BEGIN Source passage

From 1828 to July 14, 1919, Prussian vessels were exempted by the authorities of the United States, and it is conceded that subsequent to November 11, 1921, when the treaty of peace with Germany came into effect, reciprocity has continued. Therefore whatever of doubt may be engendered as to a defense now predicated upon the letter of section 4229, R. S., should be resolved in favor of its validity in conformity with a departmental construction of the act during this long period of time. We do not believe that it was the intention of the United States to revert to discriminatory duties of tonnage and taxes for the period from July 14, 1919, to November 11, 1921, for during this period the United States resumed trade relations, while at the same time considering the treaty between the United States and Germany proclaimed on November 11, 1921. We are not unmindful that what we hold is contrary to the very exhaustive and convincing opinion of the District Court in the Sophie Rickmers Case, 45 F.(2d) 413, 417. "Treaties," says the learned judge in the Rickmers Case, supra, "are consensual in their nature; the obligations of its predecessor are deemed to be accepted by the successor state. The statute, however, is not consensual; it merely expresses a rule of conduct for the Executive Department which should not be enlarged beyond its terms." We cannot escape the conclusion that in ascertaining the scope and intent of both the treaty and the statute, analogous rules of construction obtain, and that where it appears from both executive and judicial interpretations that a treaty similar in scope and intent to a statute upon the identical subject matter and speaking of the same parties has received the approval of validity, why the statute enacted to supplement it in language of like import granting the same legislative immunity does not come within the same category. If section 4227, R. S. (46 USCA § 135), is applicable to the instant case, it is difficult to perceive why section 4229 (46 USCA c. 5 note) is not also applicable, as the plaintiff contends.
The defendant insists that it is only by presidential proclamation under section 4228 that exemption from duties imposed by section *470 4219, R. S., may be claimed. The defendant, we think, is in error in this regard, for from 1828 to November, 1919, at least, discriminating duties of tonnage were not levied or collected upon Prussian vessels, and no presidential proclamation exempted them.
On July 14, 1919, the War Trade Board section of the State Department, by Bulletin 802, announced the issuance of a general trade license for trade with Germany, as permitted by the trading with the enemy act, but the President did not formally declare the war at an end. Congress by its joint resolutions of March 3, 1921 (41 Stat. 1359), and July 2, 1921 (42 Stat. 105), declared the war at an end, and noted certain exceptions not pertinent here.

END Source passage
BEGIN Material supplied

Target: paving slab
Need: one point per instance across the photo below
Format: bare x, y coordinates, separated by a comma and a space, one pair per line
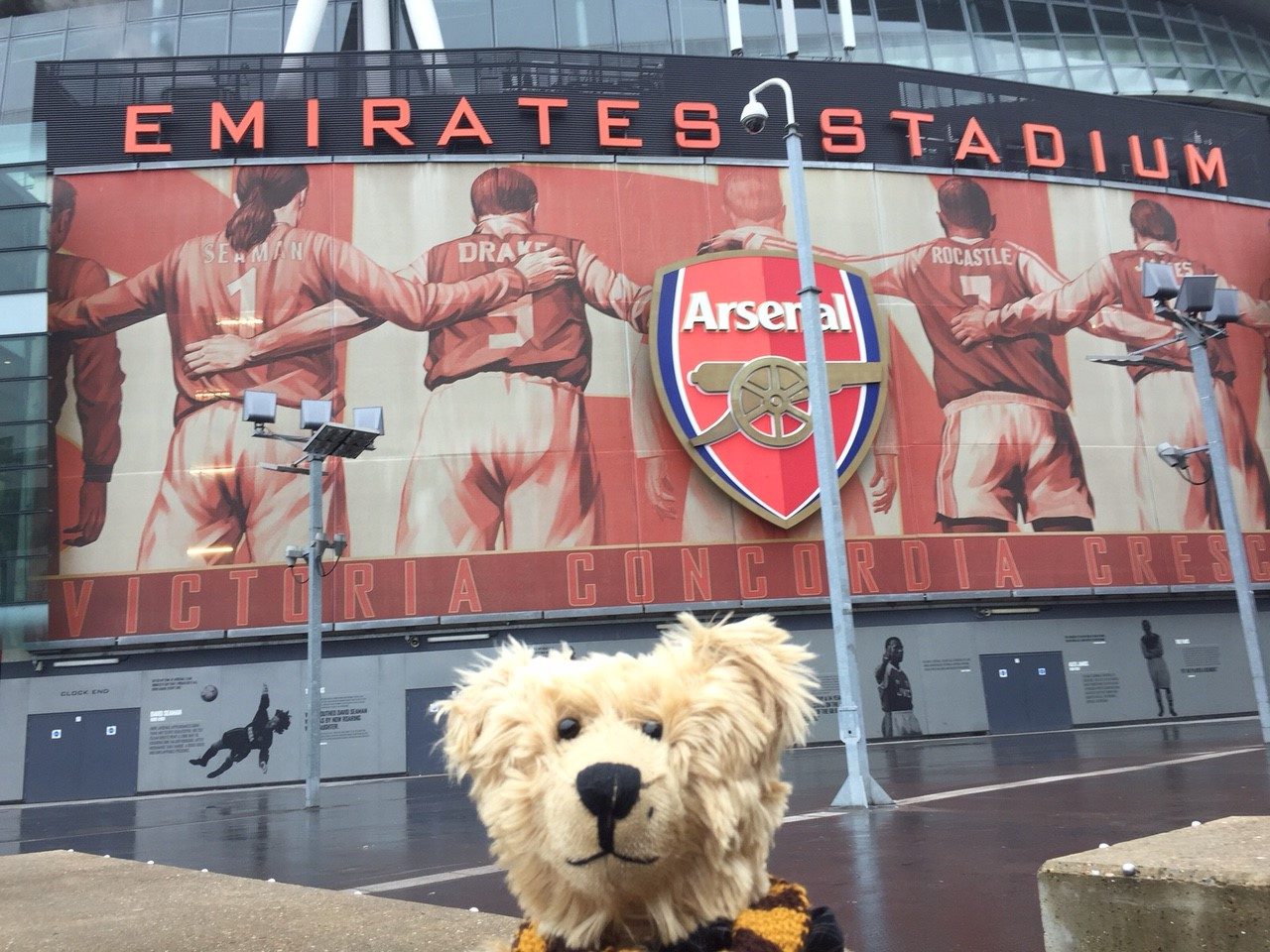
56, 901
1201, 889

END Material supplied

• _What to work on_:
- A) Echo the opinion on tonnage duties word for word from "On July 14, 1919, the" to "not pertinent here.".
- B) Answer these from the opinion on tonnage duties:
(i) What bulletin number accompanied the War Trade Board's July 14, 1919, announcement?
(ii) Which District Court case does the court say its holding runs contrary to?
(iii) Under which section does the defendant say a presidential proclamation is the only route to exemption?

• _Answers to the exercises_:
- A)
On July 14, 1919, the War Trade Board section of the State Department, by Bulletin 802, announced the issuance of a general trade license for trade with Germany, as permitted by the trading with the enemy act, but the President did not formally declare the war at an end. Congress by its joint resolutions of March 3, 1921 (41 Stat. 1359), and July 2, 1921 (42 Stat. 105), declared the war at an end, and noted certain exceptions not pertinent here.

- B)
(i) Bulletin 802
(ii) The Sophie Rickmers Case, 45 F.(2d) 413
(iii) Section 4228